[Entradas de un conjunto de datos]

====================

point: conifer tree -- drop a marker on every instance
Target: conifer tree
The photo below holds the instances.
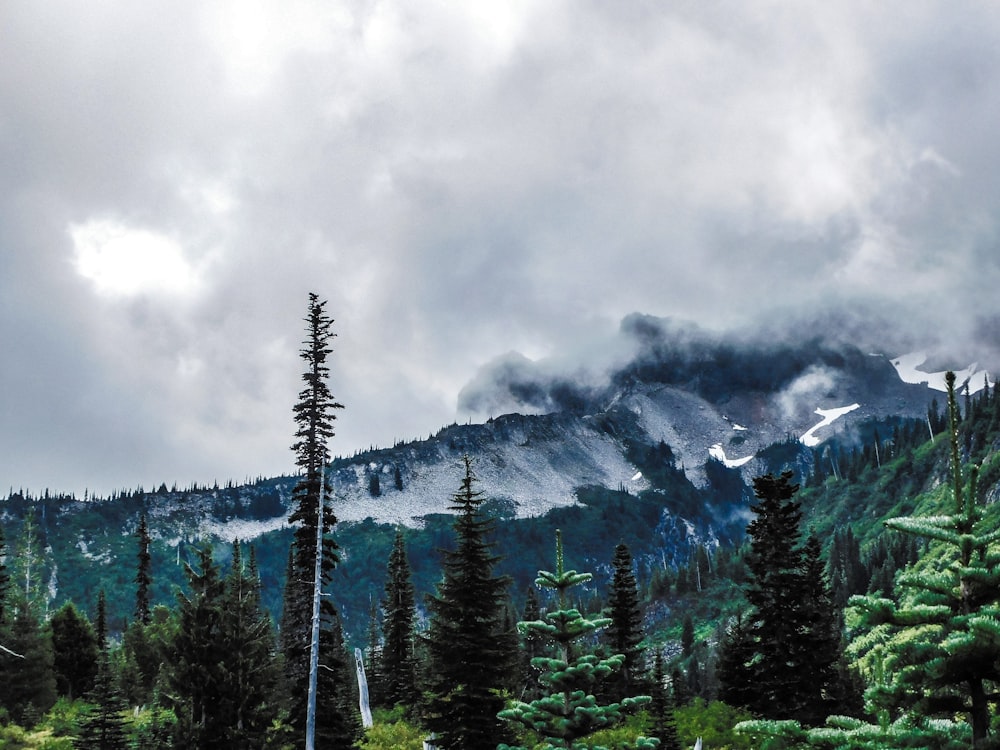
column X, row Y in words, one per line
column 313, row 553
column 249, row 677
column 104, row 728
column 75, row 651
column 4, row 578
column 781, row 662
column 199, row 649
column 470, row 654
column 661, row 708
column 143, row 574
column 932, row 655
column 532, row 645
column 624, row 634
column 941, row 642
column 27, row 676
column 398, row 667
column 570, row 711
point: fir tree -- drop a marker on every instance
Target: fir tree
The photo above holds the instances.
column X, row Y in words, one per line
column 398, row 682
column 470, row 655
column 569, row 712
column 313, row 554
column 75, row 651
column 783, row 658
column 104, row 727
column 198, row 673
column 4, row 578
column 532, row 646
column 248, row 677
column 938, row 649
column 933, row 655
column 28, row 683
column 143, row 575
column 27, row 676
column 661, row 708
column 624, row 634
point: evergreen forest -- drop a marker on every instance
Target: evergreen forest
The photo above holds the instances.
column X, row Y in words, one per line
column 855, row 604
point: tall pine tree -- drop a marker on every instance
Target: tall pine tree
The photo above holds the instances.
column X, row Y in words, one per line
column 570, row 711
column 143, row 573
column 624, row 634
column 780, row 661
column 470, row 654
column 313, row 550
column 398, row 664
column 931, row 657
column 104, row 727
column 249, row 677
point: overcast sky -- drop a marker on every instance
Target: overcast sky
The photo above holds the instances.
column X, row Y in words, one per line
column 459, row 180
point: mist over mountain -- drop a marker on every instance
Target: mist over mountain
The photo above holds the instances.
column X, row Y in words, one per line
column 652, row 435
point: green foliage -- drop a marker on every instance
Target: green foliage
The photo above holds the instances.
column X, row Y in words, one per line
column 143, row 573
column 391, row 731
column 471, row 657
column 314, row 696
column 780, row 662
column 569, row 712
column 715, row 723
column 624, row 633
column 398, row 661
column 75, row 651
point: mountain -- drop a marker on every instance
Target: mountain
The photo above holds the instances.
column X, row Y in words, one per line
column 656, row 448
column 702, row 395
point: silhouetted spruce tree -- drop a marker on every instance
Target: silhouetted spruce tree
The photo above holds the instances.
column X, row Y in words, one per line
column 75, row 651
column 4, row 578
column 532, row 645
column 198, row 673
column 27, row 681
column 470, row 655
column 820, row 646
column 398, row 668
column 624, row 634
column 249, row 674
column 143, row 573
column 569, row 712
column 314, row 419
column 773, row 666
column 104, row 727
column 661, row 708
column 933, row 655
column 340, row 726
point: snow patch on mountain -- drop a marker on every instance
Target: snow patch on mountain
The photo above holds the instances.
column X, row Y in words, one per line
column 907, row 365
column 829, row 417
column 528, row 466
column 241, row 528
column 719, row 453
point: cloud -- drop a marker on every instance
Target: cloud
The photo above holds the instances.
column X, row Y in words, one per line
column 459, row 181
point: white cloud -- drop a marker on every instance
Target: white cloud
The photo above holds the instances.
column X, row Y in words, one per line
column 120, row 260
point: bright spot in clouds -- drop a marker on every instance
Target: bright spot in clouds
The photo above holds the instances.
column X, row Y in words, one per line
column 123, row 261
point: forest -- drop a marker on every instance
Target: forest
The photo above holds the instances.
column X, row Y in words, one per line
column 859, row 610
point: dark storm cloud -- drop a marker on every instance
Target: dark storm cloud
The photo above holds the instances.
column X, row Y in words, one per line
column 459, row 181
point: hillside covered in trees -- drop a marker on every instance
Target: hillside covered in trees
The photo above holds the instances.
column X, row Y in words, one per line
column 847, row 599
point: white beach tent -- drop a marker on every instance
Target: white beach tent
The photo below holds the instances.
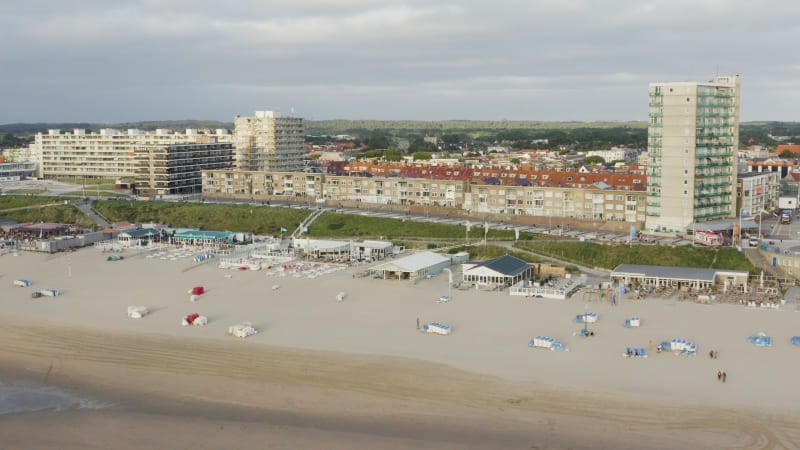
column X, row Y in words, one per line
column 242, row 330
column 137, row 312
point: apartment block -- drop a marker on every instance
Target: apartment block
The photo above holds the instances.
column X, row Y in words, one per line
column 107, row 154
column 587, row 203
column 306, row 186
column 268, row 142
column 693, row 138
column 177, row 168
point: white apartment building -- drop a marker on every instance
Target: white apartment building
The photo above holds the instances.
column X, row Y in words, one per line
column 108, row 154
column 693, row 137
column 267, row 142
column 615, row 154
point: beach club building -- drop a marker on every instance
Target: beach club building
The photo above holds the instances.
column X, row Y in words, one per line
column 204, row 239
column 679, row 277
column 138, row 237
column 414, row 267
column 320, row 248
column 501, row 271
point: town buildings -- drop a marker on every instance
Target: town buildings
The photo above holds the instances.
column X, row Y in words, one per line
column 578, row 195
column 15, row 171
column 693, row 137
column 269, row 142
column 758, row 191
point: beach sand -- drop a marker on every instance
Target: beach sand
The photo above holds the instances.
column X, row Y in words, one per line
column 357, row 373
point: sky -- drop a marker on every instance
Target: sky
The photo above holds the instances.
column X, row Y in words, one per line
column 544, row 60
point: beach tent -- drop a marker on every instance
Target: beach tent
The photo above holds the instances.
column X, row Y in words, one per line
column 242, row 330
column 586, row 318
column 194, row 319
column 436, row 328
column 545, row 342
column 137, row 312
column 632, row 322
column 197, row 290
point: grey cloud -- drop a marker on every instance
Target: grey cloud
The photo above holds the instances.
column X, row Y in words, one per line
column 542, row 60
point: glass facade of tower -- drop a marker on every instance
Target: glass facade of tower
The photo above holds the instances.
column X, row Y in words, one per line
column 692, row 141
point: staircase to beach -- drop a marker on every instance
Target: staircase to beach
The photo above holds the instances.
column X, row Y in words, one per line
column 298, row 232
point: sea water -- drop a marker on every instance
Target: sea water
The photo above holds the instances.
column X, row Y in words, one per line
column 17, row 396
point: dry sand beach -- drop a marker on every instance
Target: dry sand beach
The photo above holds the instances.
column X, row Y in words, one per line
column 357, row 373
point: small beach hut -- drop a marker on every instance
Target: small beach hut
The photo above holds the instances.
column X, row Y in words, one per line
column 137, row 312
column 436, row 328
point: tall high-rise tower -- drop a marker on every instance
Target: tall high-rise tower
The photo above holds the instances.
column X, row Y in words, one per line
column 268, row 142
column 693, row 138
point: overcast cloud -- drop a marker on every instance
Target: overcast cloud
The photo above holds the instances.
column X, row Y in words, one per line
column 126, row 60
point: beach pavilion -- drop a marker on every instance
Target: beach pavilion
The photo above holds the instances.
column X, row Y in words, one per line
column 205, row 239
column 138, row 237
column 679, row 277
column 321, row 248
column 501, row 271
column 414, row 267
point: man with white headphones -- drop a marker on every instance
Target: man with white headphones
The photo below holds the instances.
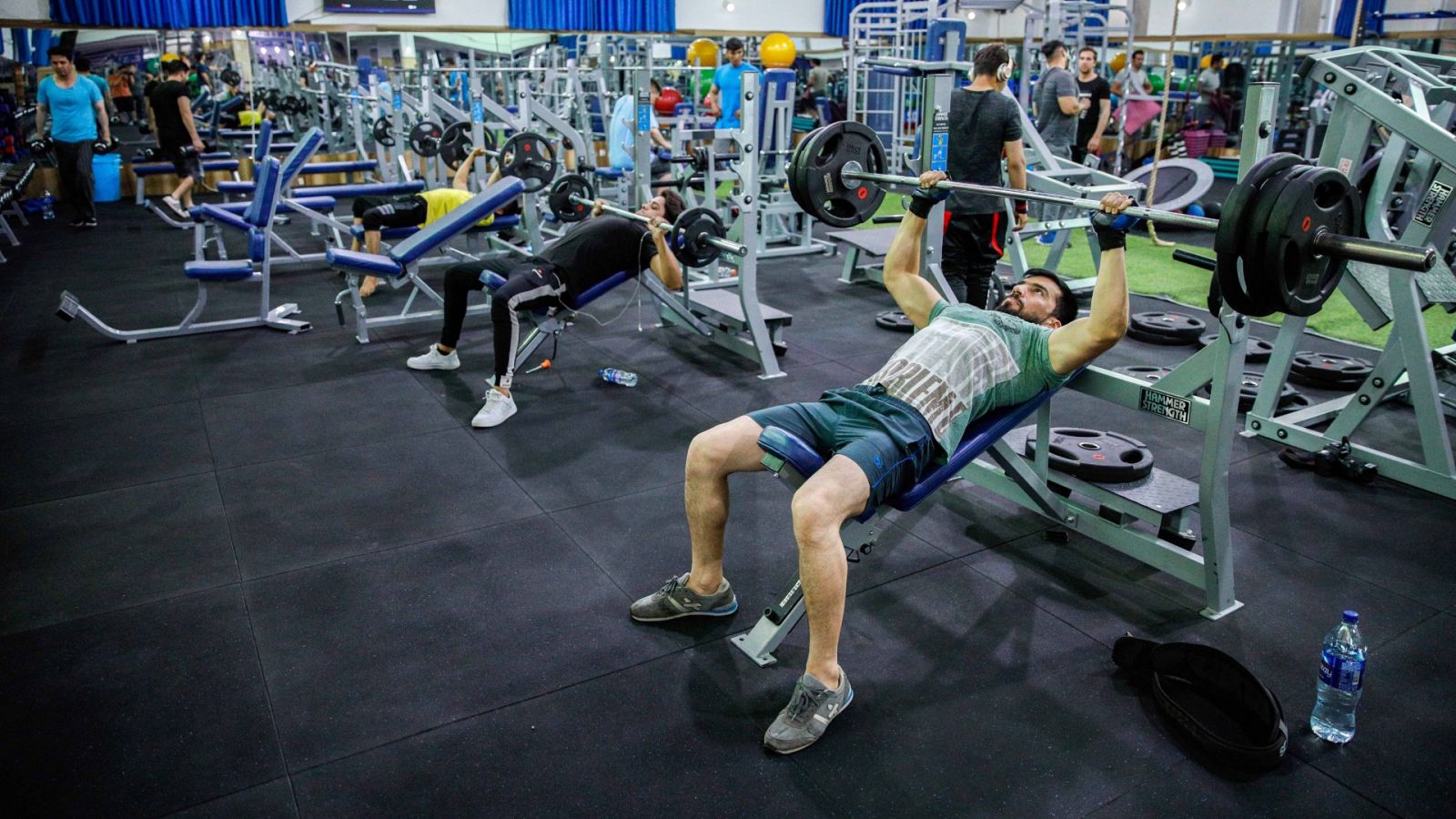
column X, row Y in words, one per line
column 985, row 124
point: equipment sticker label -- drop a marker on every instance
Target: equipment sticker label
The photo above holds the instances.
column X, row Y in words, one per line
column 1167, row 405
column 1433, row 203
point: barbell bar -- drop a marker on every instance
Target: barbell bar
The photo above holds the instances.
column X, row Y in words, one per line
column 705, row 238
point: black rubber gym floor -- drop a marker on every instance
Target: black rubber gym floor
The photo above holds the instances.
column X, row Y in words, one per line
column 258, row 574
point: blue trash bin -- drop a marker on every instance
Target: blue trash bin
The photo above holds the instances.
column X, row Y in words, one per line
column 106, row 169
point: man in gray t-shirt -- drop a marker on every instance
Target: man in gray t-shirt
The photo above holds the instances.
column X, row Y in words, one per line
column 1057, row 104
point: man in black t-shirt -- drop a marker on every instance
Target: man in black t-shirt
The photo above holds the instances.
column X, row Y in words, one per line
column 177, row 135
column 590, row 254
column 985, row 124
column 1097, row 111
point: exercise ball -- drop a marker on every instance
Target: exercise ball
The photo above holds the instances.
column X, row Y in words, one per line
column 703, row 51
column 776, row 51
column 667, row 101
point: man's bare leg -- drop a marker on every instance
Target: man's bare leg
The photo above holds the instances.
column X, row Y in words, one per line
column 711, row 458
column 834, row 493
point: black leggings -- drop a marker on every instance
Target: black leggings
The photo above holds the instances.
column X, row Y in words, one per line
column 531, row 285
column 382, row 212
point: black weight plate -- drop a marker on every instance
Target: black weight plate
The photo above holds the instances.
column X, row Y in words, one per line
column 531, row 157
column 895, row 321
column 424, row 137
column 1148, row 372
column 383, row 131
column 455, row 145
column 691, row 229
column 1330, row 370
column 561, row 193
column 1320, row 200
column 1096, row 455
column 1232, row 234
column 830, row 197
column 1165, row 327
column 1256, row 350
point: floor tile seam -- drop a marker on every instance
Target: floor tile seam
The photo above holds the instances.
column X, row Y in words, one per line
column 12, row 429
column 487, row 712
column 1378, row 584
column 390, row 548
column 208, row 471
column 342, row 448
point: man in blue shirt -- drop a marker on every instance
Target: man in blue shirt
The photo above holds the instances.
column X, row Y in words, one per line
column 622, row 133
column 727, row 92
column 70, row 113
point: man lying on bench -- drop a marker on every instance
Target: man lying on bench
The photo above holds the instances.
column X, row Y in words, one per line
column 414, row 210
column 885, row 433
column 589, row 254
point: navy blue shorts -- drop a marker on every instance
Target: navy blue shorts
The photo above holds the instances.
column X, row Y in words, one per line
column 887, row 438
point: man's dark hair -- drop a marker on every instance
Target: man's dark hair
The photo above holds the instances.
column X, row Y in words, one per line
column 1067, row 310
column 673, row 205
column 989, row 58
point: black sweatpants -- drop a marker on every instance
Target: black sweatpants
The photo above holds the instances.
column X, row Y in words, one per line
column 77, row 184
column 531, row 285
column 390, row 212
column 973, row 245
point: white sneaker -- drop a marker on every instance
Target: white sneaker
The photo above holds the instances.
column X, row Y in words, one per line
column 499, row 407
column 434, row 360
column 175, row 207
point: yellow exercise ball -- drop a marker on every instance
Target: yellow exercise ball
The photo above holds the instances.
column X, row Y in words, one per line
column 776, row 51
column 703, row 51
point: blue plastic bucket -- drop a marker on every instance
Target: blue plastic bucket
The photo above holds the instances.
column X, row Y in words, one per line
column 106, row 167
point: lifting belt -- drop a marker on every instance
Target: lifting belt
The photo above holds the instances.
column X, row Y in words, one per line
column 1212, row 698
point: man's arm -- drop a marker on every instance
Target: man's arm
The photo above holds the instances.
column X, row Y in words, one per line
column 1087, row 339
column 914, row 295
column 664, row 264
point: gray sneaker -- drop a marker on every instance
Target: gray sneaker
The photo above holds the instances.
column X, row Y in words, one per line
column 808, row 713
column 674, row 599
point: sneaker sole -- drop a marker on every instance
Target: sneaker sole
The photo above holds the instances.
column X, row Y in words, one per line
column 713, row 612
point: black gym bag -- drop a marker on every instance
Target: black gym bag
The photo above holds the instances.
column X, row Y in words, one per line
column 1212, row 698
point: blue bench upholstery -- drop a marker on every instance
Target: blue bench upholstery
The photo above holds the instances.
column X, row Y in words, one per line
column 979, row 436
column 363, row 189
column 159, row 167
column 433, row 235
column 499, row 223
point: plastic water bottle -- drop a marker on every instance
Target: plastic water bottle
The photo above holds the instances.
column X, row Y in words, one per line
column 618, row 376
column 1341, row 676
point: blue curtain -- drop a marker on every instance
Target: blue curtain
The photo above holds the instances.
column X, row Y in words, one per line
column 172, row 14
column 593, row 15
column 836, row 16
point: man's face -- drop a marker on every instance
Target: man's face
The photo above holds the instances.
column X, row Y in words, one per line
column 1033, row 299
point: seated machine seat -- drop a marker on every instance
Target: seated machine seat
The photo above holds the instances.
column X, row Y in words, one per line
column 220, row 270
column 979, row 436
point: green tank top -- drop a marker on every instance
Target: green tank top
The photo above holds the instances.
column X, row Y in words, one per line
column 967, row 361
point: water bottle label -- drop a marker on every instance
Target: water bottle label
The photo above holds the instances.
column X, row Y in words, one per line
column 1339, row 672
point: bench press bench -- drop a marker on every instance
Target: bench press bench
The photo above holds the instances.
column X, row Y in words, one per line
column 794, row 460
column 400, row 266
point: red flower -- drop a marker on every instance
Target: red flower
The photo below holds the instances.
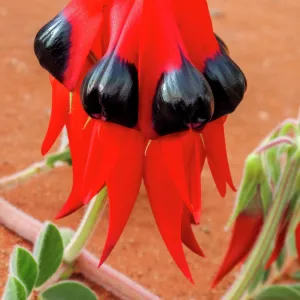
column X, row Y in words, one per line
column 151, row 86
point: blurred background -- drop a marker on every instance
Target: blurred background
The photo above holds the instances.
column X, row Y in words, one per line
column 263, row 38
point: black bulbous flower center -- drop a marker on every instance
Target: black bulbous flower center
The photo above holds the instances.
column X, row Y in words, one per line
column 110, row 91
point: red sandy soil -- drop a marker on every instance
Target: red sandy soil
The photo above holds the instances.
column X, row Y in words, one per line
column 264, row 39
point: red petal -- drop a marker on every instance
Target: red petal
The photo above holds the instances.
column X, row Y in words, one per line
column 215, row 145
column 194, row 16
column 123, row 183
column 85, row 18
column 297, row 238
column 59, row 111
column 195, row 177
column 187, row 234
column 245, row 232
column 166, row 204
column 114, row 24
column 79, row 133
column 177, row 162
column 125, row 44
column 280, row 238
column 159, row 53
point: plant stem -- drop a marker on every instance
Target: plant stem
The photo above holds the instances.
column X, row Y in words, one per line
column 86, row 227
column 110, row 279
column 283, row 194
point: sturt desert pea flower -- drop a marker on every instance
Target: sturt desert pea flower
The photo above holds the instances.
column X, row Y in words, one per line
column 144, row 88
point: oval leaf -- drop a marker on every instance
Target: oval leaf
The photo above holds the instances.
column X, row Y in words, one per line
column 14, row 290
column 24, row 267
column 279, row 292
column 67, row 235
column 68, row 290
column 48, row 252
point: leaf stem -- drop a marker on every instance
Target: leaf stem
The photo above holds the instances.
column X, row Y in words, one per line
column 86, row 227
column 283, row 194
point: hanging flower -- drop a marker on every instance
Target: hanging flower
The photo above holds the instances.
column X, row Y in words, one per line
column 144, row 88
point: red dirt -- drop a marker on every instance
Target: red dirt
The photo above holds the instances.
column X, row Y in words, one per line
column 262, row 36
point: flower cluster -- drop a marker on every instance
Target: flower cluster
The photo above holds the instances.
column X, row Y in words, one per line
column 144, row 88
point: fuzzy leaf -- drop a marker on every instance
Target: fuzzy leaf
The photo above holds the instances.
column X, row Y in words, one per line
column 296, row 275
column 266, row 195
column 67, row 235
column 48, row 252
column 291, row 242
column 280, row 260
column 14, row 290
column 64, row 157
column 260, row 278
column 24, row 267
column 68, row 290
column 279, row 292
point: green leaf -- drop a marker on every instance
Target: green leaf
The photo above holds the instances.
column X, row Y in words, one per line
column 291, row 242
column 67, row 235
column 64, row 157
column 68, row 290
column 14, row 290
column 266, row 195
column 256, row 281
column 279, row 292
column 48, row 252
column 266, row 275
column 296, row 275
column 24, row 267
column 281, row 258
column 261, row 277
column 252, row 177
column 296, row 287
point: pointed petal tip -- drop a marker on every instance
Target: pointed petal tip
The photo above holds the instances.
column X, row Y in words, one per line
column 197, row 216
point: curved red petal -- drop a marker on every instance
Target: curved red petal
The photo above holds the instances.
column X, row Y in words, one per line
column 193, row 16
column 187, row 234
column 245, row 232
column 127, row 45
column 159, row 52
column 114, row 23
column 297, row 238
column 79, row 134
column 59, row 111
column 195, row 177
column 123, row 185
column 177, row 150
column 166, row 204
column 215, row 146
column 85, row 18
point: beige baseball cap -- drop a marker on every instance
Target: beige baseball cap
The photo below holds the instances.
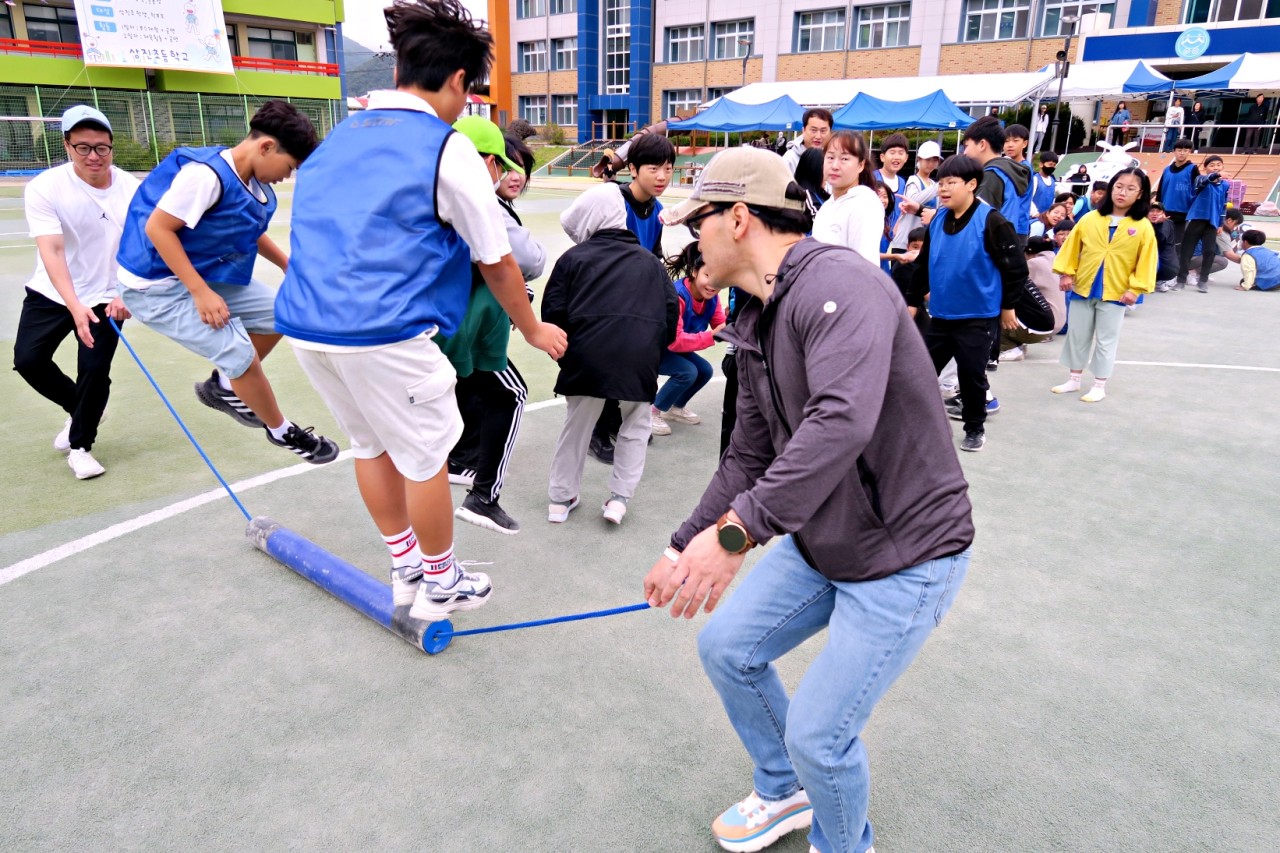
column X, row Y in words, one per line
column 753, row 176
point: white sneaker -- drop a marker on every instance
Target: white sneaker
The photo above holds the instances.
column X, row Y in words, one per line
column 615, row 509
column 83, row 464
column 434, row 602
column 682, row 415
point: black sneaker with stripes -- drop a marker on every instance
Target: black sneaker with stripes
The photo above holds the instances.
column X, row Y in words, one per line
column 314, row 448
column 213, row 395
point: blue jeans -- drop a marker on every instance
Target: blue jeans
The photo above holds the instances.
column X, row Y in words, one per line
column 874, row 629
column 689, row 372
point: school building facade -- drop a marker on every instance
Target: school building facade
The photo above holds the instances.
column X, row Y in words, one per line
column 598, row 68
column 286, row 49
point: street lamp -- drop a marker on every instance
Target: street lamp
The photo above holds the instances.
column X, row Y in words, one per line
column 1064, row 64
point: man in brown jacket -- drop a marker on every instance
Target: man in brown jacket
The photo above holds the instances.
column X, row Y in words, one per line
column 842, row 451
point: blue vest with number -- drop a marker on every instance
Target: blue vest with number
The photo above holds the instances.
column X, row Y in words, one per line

====================

Copia sin ningún cambio las líneas de las entradas de arriba. Empieza en la línea que contiene "point: blue trash" y termina después de la línea que contiene "column 667, row 101"; ambas se incluyen.

Respuesta
point: blue trash bin -- drop a marker on every instance
Target: blue trash bin
The photo above holds the instances.
column X, row Y in words, one per line
column 106, row 169
point: man in gray t-shirt -- drop a marker on every instance
Target: man in gray t-shirt
The photo above holds the instances.
column X, row Y in words, one per line
column 1057, row 104
point: man in black t-shirt -- drop a marker on every instance
Target: man in black t-shirt
The photo above holds the instances.
column X, row Y in words, one per line
column 177, row 135
column 590, row 254
column 985, row 124
column 1097, row 111
point: exercise ball -- drop a marker on every instance
Target: exercise ball
The photo above holds the instances.
column X, row Y in words, one per line
column 703, row 51
column 776, row 51
column 667, row 101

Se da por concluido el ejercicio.